◆ Task statement ◆
Please format each line of the items below as a JSON list of strings, with one string per line and blank lines omitted.
>>
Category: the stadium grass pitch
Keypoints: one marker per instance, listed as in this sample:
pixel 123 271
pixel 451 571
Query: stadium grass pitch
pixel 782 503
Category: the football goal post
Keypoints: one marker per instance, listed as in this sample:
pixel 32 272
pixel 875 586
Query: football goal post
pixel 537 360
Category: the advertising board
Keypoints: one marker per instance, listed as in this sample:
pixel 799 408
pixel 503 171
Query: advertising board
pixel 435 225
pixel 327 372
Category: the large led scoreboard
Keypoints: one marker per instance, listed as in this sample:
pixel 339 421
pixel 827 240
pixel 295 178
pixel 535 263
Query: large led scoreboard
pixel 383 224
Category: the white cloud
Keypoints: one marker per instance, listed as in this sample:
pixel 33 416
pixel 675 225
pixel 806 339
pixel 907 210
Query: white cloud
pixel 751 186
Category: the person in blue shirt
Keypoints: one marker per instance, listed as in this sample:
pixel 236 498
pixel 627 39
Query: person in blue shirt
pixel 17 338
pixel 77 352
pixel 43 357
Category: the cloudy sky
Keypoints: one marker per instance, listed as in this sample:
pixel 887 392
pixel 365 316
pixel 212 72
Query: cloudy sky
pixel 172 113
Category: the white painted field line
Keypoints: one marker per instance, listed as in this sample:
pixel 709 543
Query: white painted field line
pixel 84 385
<<
◆ Exercise output ◆
[
  "Category: the stadium grass pitch",
  "Keypoints: one marker per instance, listed as in this sample:",
  "pixel 123 271",
  "pixel 451 571",
  "Query: stadium grass pitch",
  "pixel 782 503",
  "Category: the football goal post",
  "Keypoints: one marker per instance, listed as in this sample:",
  "pixel 32 272",
  "pixel 875 586",
  "Query: football goal post",
  "pixel 537 360",
  "Category: the advertising board",
  "Keypoints: one marker per instance, listed as in this sample:",
  "pixel 799 408",
  "pixel 503 171",
  "Query: advertising board",
  "pixel 435 225",
  "pixel 327 372",
  "Category: the large led scoreboard",
  "Keypoints: one marker per instance, listed as in this sample:",
  "pixel 339 421",
  "pixel 827 240",
  "pixel 295 178",
  "pixel 535 263",
  "Query: large led scoreboard",
  "pixel 383 224",
  "Category: the white cloud",
  "Keypoints: one marker per instance, listed as in this sample:",
  "pixel 33 416",
  "pixel 675 225",
  "pixel 806 339",
  "pixel 907 210",
  "Query: white cloud",
  "pixel 751 186",
  "Category: the person in blue shirt",
  "Keypoints: one marker per instance, listed as in this sample:",
  "pixel 236 498",
  "pixel 627 39",
  "Query: person in blue shirt",
  "pixel 17 338",
  "pixel 77 352",
  "pixel 43 357",
  "Category: the cloudy sky",
  "Keypoints: one marker per instance, listed as in this sample:",
  "pixel 887 392",
  "pixel 365 316",
  "pixel 212 72",
  "Query: cloudy sky",
  "pixel 172 113",
  "Category: the white painted field line",
  "Keypoints: one marker per instance, listed as in this sample:",
  "pixel 709 543",
  "Query: white painted field line",
  "pixel 84 385"
]